▶ _What to produce_:
Quote precisely the final stretch of the listing: start at the line containing "line in the photo above." and stop after the last line.

▬▬▬

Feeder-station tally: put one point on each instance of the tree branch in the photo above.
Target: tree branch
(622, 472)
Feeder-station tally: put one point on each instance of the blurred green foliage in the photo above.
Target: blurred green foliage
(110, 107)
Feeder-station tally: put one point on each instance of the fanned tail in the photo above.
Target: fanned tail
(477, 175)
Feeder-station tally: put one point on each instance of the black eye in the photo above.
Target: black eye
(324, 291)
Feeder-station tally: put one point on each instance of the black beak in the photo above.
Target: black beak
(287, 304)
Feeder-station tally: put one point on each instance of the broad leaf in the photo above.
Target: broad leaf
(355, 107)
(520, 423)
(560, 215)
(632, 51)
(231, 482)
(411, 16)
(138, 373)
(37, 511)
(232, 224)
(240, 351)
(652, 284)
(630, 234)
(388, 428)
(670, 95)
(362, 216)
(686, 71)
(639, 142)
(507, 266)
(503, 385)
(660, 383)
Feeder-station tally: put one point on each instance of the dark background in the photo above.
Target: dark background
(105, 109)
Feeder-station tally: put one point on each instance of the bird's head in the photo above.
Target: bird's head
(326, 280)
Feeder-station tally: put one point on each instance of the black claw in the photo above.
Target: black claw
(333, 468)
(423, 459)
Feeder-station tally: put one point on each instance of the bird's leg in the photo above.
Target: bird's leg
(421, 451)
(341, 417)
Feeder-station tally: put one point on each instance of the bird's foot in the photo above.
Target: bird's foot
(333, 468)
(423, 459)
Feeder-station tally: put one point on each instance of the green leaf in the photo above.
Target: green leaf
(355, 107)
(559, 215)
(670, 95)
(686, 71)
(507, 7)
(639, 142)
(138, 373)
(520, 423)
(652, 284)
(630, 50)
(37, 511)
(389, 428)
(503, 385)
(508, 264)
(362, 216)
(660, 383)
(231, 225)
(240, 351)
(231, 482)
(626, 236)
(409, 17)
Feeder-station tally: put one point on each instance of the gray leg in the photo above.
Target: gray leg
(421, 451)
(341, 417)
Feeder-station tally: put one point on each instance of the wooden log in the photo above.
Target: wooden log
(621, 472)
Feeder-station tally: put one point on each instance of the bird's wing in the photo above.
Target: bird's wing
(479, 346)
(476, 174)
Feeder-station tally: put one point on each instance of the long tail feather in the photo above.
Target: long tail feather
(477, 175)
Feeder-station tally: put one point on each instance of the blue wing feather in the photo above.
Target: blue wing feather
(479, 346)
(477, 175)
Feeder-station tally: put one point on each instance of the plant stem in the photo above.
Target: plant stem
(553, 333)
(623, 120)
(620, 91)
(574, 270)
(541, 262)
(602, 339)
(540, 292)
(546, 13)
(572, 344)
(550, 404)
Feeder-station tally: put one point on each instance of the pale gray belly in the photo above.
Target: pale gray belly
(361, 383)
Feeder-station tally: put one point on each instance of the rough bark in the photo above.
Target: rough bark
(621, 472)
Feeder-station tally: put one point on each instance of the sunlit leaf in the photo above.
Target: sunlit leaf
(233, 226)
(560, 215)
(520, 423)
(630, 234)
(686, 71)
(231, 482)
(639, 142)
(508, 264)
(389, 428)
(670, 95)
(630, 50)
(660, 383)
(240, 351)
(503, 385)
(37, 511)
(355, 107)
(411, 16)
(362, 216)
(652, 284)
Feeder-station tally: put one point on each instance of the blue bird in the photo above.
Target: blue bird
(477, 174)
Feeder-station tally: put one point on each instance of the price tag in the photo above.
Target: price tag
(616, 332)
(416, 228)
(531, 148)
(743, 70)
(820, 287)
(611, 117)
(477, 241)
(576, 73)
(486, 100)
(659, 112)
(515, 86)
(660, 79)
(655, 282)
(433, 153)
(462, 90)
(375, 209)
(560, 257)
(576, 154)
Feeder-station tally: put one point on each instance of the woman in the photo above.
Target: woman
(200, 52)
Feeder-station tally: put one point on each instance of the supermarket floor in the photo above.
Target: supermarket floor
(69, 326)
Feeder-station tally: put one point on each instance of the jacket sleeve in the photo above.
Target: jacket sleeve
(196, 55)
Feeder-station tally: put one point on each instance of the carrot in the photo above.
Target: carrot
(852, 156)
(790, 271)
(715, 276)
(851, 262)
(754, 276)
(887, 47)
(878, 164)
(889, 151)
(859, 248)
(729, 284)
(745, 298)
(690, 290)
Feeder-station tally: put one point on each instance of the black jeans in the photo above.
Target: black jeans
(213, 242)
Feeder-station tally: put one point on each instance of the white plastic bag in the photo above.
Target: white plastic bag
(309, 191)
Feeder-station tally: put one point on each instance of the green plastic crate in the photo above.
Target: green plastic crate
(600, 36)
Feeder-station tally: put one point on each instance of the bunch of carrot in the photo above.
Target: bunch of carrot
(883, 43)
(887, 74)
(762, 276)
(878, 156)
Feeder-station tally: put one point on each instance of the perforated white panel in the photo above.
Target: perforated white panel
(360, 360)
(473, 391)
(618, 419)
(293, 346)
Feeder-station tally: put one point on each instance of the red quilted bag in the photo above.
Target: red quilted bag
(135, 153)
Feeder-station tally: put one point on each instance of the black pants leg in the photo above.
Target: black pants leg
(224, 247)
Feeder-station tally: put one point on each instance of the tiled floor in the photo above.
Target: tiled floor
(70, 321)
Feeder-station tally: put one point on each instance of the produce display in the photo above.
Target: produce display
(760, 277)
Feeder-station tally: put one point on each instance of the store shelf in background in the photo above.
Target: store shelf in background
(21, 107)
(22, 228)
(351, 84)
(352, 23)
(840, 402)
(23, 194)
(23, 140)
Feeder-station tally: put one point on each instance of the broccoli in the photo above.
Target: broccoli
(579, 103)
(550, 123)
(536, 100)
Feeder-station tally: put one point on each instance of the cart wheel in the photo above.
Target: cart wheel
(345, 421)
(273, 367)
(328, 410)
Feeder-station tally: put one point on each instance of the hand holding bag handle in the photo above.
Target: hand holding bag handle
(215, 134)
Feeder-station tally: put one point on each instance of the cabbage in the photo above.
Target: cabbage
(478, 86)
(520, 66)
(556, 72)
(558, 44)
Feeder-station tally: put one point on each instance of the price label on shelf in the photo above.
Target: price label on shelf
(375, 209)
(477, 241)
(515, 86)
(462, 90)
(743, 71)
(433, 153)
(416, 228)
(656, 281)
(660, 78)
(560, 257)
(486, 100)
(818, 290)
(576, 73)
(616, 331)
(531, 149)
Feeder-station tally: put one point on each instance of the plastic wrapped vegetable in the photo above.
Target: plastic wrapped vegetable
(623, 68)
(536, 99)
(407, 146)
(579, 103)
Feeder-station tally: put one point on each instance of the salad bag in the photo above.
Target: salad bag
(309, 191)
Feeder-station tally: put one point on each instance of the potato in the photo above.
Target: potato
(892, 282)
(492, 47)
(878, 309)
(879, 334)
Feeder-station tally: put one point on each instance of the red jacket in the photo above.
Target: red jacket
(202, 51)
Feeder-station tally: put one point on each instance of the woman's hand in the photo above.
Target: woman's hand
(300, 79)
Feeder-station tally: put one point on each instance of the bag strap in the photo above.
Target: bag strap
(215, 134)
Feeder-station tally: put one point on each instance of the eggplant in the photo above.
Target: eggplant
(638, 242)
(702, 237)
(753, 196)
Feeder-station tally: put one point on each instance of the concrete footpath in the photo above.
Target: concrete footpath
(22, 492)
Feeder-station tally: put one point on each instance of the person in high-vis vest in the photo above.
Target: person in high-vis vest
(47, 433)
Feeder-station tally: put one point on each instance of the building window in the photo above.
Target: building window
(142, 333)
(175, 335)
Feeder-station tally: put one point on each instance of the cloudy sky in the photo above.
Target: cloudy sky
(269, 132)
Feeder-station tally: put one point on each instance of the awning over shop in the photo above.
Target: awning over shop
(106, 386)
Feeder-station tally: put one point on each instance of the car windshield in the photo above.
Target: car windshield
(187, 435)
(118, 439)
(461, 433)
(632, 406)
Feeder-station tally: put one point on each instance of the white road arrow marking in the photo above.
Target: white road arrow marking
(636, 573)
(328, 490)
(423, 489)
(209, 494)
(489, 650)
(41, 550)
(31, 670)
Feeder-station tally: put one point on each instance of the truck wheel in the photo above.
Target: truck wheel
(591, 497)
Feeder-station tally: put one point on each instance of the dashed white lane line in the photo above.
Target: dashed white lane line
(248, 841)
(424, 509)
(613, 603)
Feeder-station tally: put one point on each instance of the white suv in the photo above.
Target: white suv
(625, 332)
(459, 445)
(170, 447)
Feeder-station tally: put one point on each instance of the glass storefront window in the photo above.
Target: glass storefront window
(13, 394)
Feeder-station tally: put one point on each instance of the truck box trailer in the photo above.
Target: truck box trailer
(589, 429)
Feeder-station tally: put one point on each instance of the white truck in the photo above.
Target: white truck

▬▬▬

▶ _Complete output_:
Feeder-station tally: put one point on each instance of the dashed white lane line in the photo above.
Target: dashed white lane line
(248, 841)
(424, 509)
(613, 603)
Feeder-station tally: put one point on each instance of the white suv in the photo above.
Target: white suv
(625, 332)
(459, 445)
(170, 447)
Feeder-station tally: put one point on each instance of the glass storefront window in the photo above.
Target: glass storefront window
(13, 394)
Feeder-station tally: put one point on each instance of the truck box trailer in the photo above.
Target: truck box trailer
(589, 429)
Feeder-station tally: put one point on each instance of the white truck in the photo above.
Target: white truck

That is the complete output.